**ФРАГМЕНТ ТЕКСТА:**
== == ==
Теперь, когда самое тяжелое осталось далеко позади, Уромов мог бы вспомнить, как он и другие экипажи его эскадрильи с яростным ожесточением громили противника, совершая иной раз в ночь по два вылета. Они успевали везде. Их бомбардировщики настигали противника в Орше, Минске, Курске, Житомире, Варшаве, Гданьске, Хельсинки и Будапеште.
Однажды был получен приказ: немедленно накрыть бомбами железнодорожную станцию. Погода отвратительная, но удар нужно нанести срочно, пока враг не рассредоточил скопившиеся на станции эшелоны с войсками, боевой техникой и боеприпасами. На выполнение задания поднялись несколько опытных экипажей.
Бомбардировщики подходят к цели. Как назло, облачность еще более сгустилась, пошел снег. Видимости никакой. Вернуться? Это значит не выполнить боевую задачу. Больше получаса колесили летчики по воздушным ухабам около станции. Снижались, снижались и наконец дошли до бреющего полета.
Уромов не выдержал и кричит своему штурману, капитану Колчину:
Славка, где же твоя цель?
На карте вижу, а на земле нет.
Эх, никудышный ты штурманяга!
Ну, это еще посмотрим. Доверни вправо пять.
И снова самолет несется низко над землей, в гуще снега. Вскоре выскочили на полотно железной дороги, [198] а дальше по нему, можно сказать, ощупью добрались до станции. Немцы никак не ожидали в такую погоду визита бомбардировщиков. На станции горели сигнальные огни, хорошо были видны на белом фоне расчищенные пути и на них эшелоны с паровозами, от которых шел серый дым.
== == ==
**ЗАДАНИЕ:** Воспроизведите без изменений часть отрывка о боевом вылете бомбардировщиков, начиная со слов «Однажды был получен» и продолжая до слов «никудышный ты штурманяга!» включительно. Для работы материал не требуется.
== == ==
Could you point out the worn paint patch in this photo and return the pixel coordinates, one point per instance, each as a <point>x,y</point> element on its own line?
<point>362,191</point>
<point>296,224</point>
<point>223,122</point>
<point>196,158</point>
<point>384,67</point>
== == ==
**РЕЗУЛЬТАТ ВЫПОЛНЕНИЯ:**
Однажды был получен приказ: немедленно накрыть бомбами железнодорожную станцию. Погода отвратительная, но удар нужно нанести срочно, пока враг не рассредоточил скопившиеся на станции эшелоны с войсками, боевой техникой и боеприпасами. На выполнение задания поднялись несколько опытных экипажей.
Бомбардировщики подходят к цели. Как назло, облачность еще более сгустилась, пошел снег. Видимости никакой. Вернуться? Это значит не выполнить боевую задачу. Больше получаса колесили летчики по воздушным ухабам около станции. Снижались, снижались и наконец дошли до бреющего полета.
Уромов не выдержал и кричит своему штурману, капитану Колчину:
Славка, где же твоя цель?
На карте вижу, а на земле нет.
Эх, никудышный ты штурманяга!